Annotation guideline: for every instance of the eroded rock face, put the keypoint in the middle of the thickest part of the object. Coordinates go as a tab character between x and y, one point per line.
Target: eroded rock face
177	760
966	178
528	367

━━━━━━━━

PROBLEM TO WORK ON: From the records above, extract every entry verbatim.

RESPONSE AREA:
Annotation guideline: for every instance of the eroded rock face, put the keypoint in the middle of the thickest part of the object. Coordinates go as a tab character between x and y, one point per line.
Target: eroded rock face
177	760
966	178
528	367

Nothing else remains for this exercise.